> DOCUMENT TEXT
═══

The Futility of Showing Up
Writing essays is easier than posting them. I learned that the hard way. Social media is a tough game to crack. Tougher because it demands consistency. Which, if you lack, you are done. The algorithm is fickle. The people who succeeded have no idea how they managed it. So they parrot consistency. Because that is the only thing that makes sense.
Showing up every day is not the issue. I show up every day to a blank page anyway. That does not bother me. Because the expectations are aligned. I know nobody is going to read. Or very few will. With a blog, you can always count on it becoming your personal diary. I am building the writing muscle with these daily essays. Speaking into a void. But once in a while I have to ask: what exactly is this training for?
They say writing every day is therapy. Therapy because you are paying for it without getting anything in return. I tried converting my essays into shorter formats for X and Substack Notes. I turned a few into standalone newsletters for Substack. No response. I am not one to grumble about a low response rate. Because that is normal for me. I have never gone viral. Ever.
But posting every day feels like a chore. A weight on the shoulders. I feel like I cannot keep up. I remind myself there are too many things on my plate. But truth be told, converting essays into short-form content takes about five minutes. That is when I realise it is not the effort. It is the futility behind it. I do not see its purpose. I would rather promote my blog everywhere than reshape my content for other platforms.
On LinkedIn I get a decent response. But the professional network makes me hesitant about posting everything. The people there know me. They talk to me. I do not want them reading my essays and then confronting me over messages or in person. So I avoid sharing most things there. Writing on Substack was once touted as the next big thing. I enjoy reading newsletters there, at least.
Social media is unforgiving. You disappear for a few days and it forgets you, the way a newborn forgets a face. You have to work hard to recapture the algorithm's attention. You have to do everything again. All over. From scratch. You have to engage with people. Simply consuming their content, liking it, is not enough. You have to tell them you liked it. That is how algorithms operate.
When you look at the content that goes viral on social media, you feel inadequate. You realise you are not even writing in the category that goes viral. And while you could, you have no desire to. Because it does not excite you. So it comes down to what you want to write versus what spreads. The consistency requirement just adds insult to injury.
All in all, I am not a fan of social media right now. Maybe once I start going viral I will change my tune. Everybody is a hypocrite that way. I am writing this because there was a rant building in my chest that needed an exit. The conclusion remains the same. If you cannot produce what goes viral, produce everything with such volume that the algorithm is eventually forced to pick one of your pieces.
That is basically how failure works too. Fail enough times and you will eventually succeed. I know this side of the mathematics. But sometimes, probability is a bitch.

═══

> PROBLEM SET
- 1) Please echo the essay on social media word for word, from "The Futility of" to "that makes sense.", inclusive.
- 2) Name every online platform that the essay on social media mentions by name.

═══

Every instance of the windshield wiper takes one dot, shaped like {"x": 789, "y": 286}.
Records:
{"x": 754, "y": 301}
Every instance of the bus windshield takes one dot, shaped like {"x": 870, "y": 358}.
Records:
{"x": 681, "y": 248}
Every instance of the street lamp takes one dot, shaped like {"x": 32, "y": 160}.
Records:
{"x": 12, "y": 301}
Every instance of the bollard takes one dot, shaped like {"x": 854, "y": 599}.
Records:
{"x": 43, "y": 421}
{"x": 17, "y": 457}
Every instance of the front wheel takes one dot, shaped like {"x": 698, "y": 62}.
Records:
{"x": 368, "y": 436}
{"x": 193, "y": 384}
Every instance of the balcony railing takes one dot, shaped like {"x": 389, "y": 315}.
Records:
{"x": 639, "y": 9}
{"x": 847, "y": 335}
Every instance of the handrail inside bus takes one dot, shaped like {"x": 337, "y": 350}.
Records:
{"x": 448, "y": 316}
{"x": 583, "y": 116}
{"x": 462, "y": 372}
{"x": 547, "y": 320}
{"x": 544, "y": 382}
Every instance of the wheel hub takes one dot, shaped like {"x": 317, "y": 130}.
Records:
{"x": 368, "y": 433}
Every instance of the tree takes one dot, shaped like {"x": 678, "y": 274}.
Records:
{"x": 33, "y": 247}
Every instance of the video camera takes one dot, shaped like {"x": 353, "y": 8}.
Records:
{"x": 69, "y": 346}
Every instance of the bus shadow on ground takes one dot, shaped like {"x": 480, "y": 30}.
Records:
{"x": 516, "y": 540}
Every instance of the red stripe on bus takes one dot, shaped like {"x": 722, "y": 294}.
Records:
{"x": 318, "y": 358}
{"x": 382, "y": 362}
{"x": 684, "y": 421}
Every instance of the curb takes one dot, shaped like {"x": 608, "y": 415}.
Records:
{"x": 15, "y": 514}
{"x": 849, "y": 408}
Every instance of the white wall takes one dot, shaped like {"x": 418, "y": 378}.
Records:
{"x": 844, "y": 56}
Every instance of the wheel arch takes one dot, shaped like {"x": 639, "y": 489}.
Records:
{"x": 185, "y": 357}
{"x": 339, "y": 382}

═══

> RESPONSES BY TASK
- 1)
The Futility of Showing Up
Writing essays is easier than posting them. I learned that the hard way. Social media is a tough game to crack. Tougher because it demands consistency. Which, if you lack, you are done. The algorithm is fickle. The people who succeeded have no idea how they managed it. So they parrot consistency. Because that is the only thing that makes sense.

- 2)
X
Substack
LinkedIn